Annotated coordinate records
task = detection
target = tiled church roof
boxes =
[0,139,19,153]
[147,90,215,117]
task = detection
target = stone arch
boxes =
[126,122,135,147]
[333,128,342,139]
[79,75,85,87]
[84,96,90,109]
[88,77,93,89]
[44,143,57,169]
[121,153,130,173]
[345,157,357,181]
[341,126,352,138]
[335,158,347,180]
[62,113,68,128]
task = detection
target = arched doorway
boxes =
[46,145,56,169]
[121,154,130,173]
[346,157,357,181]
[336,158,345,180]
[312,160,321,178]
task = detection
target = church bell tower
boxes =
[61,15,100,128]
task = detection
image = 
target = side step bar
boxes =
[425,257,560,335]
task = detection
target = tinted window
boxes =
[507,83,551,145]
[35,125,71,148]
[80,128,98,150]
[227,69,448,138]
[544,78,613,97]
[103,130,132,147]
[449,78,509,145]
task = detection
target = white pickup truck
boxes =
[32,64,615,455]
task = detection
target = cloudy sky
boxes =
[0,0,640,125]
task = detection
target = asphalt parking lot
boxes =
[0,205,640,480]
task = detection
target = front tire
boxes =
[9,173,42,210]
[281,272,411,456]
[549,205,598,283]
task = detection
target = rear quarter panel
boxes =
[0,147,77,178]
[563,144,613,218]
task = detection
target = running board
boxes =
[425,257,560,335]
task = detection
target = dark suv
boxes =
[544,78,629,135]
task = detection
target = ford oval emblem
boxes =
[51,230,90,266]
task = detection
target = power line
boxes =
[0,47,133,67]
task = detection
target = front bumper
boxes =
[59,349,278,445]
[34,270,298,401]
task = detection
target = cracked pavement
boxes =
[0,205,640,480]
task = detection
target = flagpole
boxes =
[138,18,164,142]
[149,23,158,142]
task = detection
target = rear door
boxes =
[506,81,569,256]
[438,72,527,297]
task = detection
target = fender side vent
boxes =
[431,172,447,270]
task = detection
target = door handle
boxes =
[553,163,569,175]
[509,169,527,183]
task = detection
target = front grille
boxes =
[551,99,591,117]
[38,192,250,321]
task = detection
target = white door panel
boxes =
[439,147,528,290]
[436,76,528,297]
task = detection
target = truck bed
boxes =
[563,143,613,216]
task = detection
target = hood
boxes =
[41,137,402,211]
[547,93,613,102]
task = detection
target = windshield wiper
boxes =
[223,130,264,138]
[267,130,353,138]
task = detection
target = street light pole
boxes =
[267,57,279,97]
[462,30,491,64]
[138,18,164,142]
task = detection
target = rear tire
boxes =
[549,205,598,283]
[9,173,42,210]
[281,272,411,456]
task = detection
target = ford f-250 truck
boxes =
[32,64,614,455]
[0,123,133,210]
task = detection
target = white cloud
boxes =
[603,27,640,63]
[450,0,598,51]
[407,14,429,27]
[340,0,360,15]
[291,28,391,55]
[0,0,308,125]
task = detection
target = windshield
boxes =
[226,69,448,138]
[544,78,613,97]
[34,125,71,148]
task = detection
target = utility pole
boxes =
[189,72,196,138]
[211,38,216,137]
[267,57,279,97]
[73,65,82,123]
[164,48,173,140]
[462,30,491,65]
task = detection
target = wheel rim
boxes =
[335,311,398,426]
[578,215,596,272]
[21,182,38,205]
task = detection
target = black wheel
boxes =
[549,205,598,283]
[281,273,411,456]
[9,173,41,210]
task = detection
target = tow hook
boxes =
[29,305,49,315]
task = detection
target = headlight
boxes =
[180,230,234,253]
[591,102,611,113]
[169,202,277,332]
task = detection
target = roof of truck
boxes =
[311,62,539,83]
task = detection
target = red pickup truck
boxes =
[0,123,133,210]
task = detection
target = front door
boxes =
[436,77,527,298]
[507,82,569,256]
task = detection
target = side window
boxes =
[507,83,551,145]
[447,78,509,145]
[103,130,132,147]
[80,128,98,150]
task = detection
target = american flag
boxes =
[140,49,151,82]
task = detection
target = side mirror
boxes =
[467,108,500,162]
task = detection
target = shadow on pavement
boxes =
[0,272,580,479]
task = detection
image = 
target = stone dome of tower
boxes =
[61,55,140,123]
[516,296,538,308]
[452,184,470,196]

- _Description of the task_: Arrange the lines of the material above as a Markdown table with the columns Row and Line, numbering each non-blank line in order and leaving out blank lines.

- _Answer for the task_:
| Row | Line |
|---|---|
| 1 | task = detection |
| 2 | target = tiled church roof |
| 3 | boxes = |
| 4 | [0,139,19,153] |
| 5 | [147,90,215,117] |
| 6 | task = detection |
| 7 | target = stone arch |
| 8 | boxes = |
| 9 | [126,122,135,147] |
| 10 | [333,128,342,139] |
| 11 | [79,75,85,87] |
| 12 | [84,96,90,109] |
| 13 | [88,77,93,89] |
| 14 | [44,143,57,169] |
| 15 | [121,153,130,173] |
| 16 | [345,157,357,181] |
| 17 | [341,126,352,138] |
| 18 | [335,158,347,180] |
| 19 | [62,113,68,128] |
| 20 | task = detection |
| 21 | target = arched doorway |
| 22 | boxes = |
| 23 | [46,145,56,169] |
| 24 | [121,154,130,173] |
| 25 | [346,157,357,181] |
| 26 | [336,158,345,180] |
| 27 | [312,160,321,178] |
| 28 | task = detection |
| 29 | target = church bell tower |
| 30 | boxes = |
| 31 | [61,15,100,128] |
| 32 | task = detection |
| 33 | image =  |
| 34 | target = side step bar |
| 35 | boxes = |
| 36 | [425,257,560,335] |
| 37 | task = detection |
| 38 | target = tinted window |
| 39 | boxes = |
| 40 | [507,83,551,145] |
| 41 | [35,125,71,148] |
| 42 | [80,128,98,150] |
| 43 | [227,69,448,138] |
| 44 | [544,78,613,97] |
| 45 | [103,130,132,147] |
| 46 | [449,78,509,145] |
| 47 | task = detection |
| 48 | target = white pickup truck |
| 49 | boxes = |
| 50 | [32,64,615,455] |
| 51 | task = detection |
| 52 | target = cloudy sky |
| 53 | boxes = |
| 54 | [0,0,640,125] |
| 55 | task = detection |
| 56 | target = asphalt parking lot |
| 57 | boxes = |
| 58 | [0,205,640,480] |
| 59 | task = detection |
| 60 | target = front tire |
| 61 | boxes = |
| 62 | [9,173,42,210] |
| 63 | [281,272,411,456] |
| 64 | [549,205,598,283] |
| 65 | task = detection |
| 66 | target = rear quarter panel |
| 67 | boxes = |
| 68 | [0,147,77,178] |
| 69 | [563,144,613,218] |
| 70 | task = detection |
| 71 | target = running board |
| 72 | boxes = |
| 73 | [425,257,560,335] |
| 74 | task = detection |
| 75 | target = dark suv |
| 76 | boxes = |
| 77 | [544,78,629,135] |
| 78 | task = detection |
| 79 | target = ford oval emblem |
| 80 | boxes = |
| 81 | [51,230,90,266] |
| 82 | task = detection |
| 83 | target = power line |
| 84 | boxes = |
| 85 | [0,47,133,67] |
| 86 | task = detection |
| 87 | target = front bumper |
| 88 | boxes = |
| 89 | [59,349,278,445] |
| 90 | [34,270,298,401] |
| 91 | task = detection |
| 92 | target = cracked pavement |
| 93 | boxes = |
| 94 | [0,205,640,480] |
| 95 | task = detection |
| 96 | target = flagpole |
| 97 | boxes = |
| 98 | [138,18,164,142] |
| 99 | [149,23,158,142] |
| 100 | task = detection |
| 101 | target = rear door |
| 102 | boxes = |
| 103 | [506,81,569,256] |
| 104 | [438,72,527,297] |
| 105 | task = detection |
| 106 | target = fender side vent |
| 107 | boxes = |
| 108 | [431,172,447,270] |
| 109 | task = detection |
| 110 | target = door handle |
| 111 | boxes = |
| 112 | [553,163,569,175] |
| 113 | [509,169,527,183] |
| 114 | task = detection |
| 115 | target = front grille |
| 116 | boxes = |
| 117 | [551,99,591,117] |
| 118 | [38,192,250,321] |
| 119 | task = detection |
| 120 | target = white door panel |
| 121 | boxes = |
| 122 | [439,147,528,290] |
| 123 | [436,76,528,297] |
| 124 | task = detection |
| 125 | target = truck bed |
| 126 | boxes = |
| 127 | [563,143,613,216] |
| 128 | task = detection |
| 129 | target = hood |
| 130 | boxes = |
| 131 | [41,137,402,211] |
| 132 | [547,93,613,102] |
| 133 | task = detection |
| 134 | target = windshield wiper |
| 135 | boxes = |
| 136 | [223,130,264,138] |
| 137 | [267,130,353,138] |
| 138 | task = detection |
| 139 | target = street light pole |
| 140 | boxes = |
| 141 | [267,57,279,97] |
| 142 | [462,30,491,64] |
| 143 | [138,18,164,142] |
| 144 | task = detection |
| 145 | target = rear tire |
| 146 | boxes = |
| 147 | [549,205,598,283] |
| 148 | [9,173,42,210] |
| 149 | [281,272,411,456] |
| 150 | task = detection |
| 151 | target = ford f-250 truck |
| 152 | boxes = |
| 153 | [32,64,614,455] |
| 154 | [0,123,133,210] |
| 155 | task = detection |
| 156 | target = white cloud |
| 157 | boxes = |
| 158 | [603,27,640,63] |
| 159 | [450,0,598,51] |
| 160 | [407,14,429,27] |
| 161 | [340,0,360,15] |
| 162 | [291,28,391,55] |
| 163 | [0,0,308,125] |
| 164 | task = detection |
| 165 | target = windshield |
| 166 | boxes = |
| 167 | [226,69,448,138] |
| 168 | [544,78,613,97] |
| 169 | [34,125,71,148] |
| 170 | task = detection |
| 171 | target = utility pole |
| 172 | boxes = |
| 173 | [189,72,196,138] |
| 174 | [211,38,216,137] |
| 175 | [267,57,279,97] |
| 176 | [73,65,82,123] |
| 177 | [164,48,173,140] |
| 178 | [462,30,491,65] |
| 179 | task = detection |
| 180 | target = wheel rim |
| 181 | boxes = |
| 182 | [335,311,398,426] |
| 183 | [578,215,596,272] |
| 184 | [21,182,38,205] |
| 185 | task = detection |
| 186 | target = black wheel |
| 187 | boxes = |
| 188 | [549,205,598,283] |
| 189 | [281,273,411,456] |
| 190 | [9,173,41,210] |
| 191 | task = detection |
| 192 | target = tow hook |
| 193 | boxes = |
| 194 | [29,305,49,315] |
| 195 | task = detection |
| 196 | target = headlight |
| 197 | boxes = |
| 198 | [180,230,234,253] |
| 199 | [591,102,611,113] |
| 200 | [169,202,277,332] |
| 201 | task = detection |
| 202 | target = roof of truck |
| 203 | boxes = |
| 204 | [311,62,539,83] |
| 205 | task = detection |
| 206 | target = red pickup truck |
| 207 | boxes = |
| 208 | [0,123,133,210] |
| 209 | task = detection |
| 210 | target = front door |
| 211 | boxes = |
| 212 | [436,77,527,298] |
| 213 | [507,82,569,256] |
| 214 | task = detection |
| 215 | target = side window |
| 216 | boxes = |
| 217 | [507,83,551,145] |
| 218 | [447,78,509,145] |
| 219 | [103,130,132,147] |
| 220 | [80,128,98,150] |
| 221 | task = detection |
| 222 | target = american flag |
| 223 | boxes = |
| 224 | [140,49,151,82] |
| 225 | task = detection |
| 226 | target = side mirror |
| 227 | boxes = |
| 228 | [467,108,500,162] |
| 229 | task = detection |
| 230 | target = shadow on pavement |
| 231 | boxes = |
| 232 | [0,272,580,479] |
| 233 | task = detection |
| 234 | image =  |
| 235 | target = stone dome of tower |
| 236 | boxes = |
| 237 | [61,55,140,123] |
| 238 | [516,296,538,308] |
| 239 | [452,184,470,196] |